### Request
Rewrite the entries from the line with "Dataset curation — class: moth" up to and including the line with "547 416 606 484", putting "occurrences" in place of "instances" and keeping everything else the same. Omit the pictures from your answer.

### Recorded information

☆ ☆ ☆ ☆ ☆

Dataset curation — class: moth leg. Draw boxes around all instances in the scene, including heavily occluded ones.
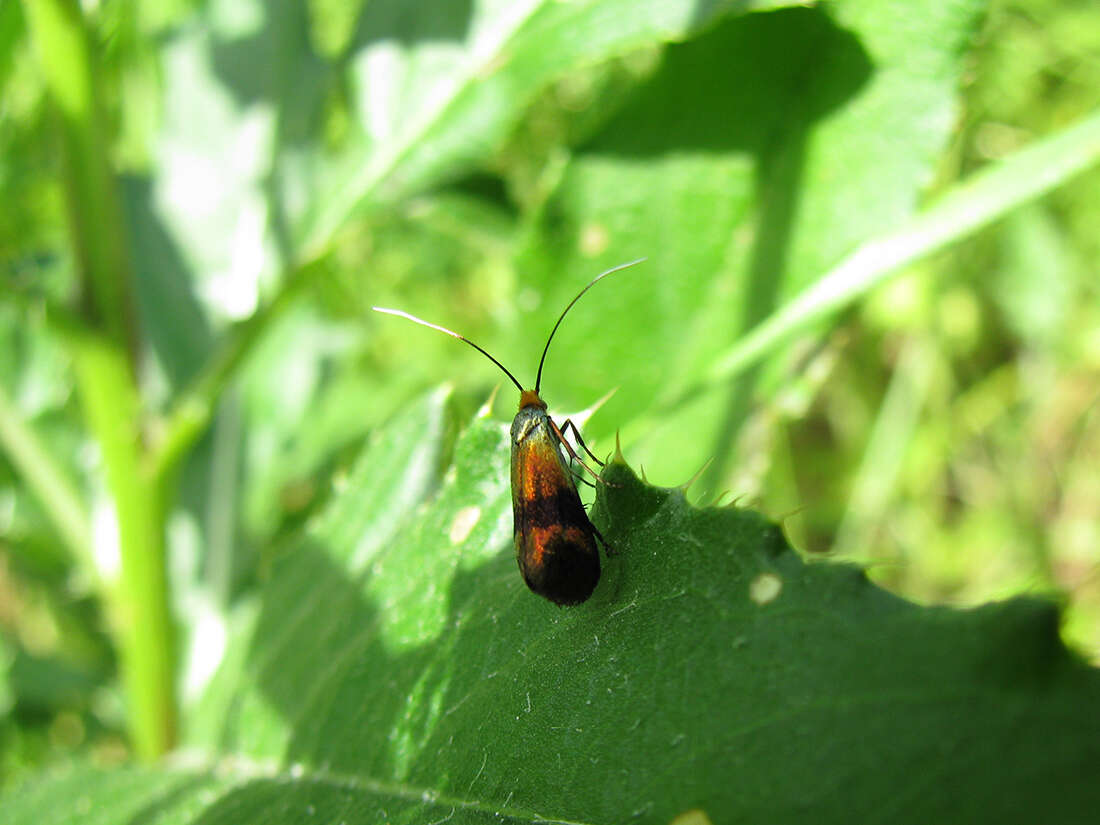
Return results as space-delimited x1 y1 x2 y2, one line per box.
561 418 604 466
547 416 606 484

☆ ☆ ☆ ☆ ☆

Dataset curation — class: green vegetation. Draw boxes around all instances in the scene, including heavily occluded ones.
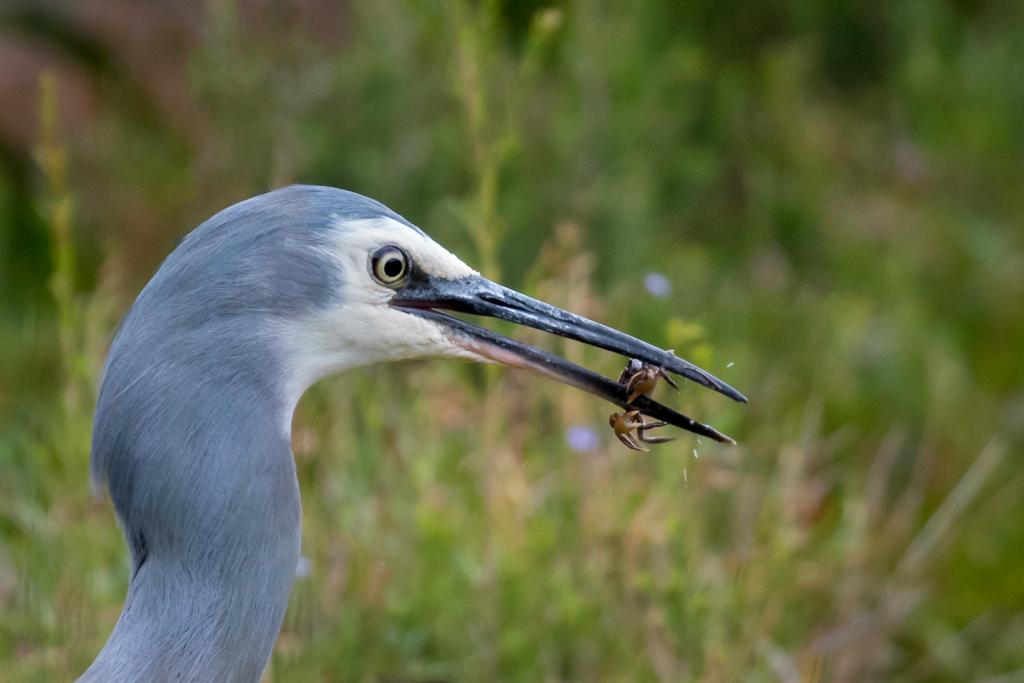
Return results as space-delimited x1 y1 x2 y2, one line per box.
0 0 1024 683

☆ ☆ ☆ ☆ ☆

### Written answer
Dataset curation — class: moth leg. Draw boxes around all occurrences in the scene, including heavily occluded ones.
Return results as space-delimited x1 y1 x2 y2, one line per box.
561 418 604 466
547 416 606 484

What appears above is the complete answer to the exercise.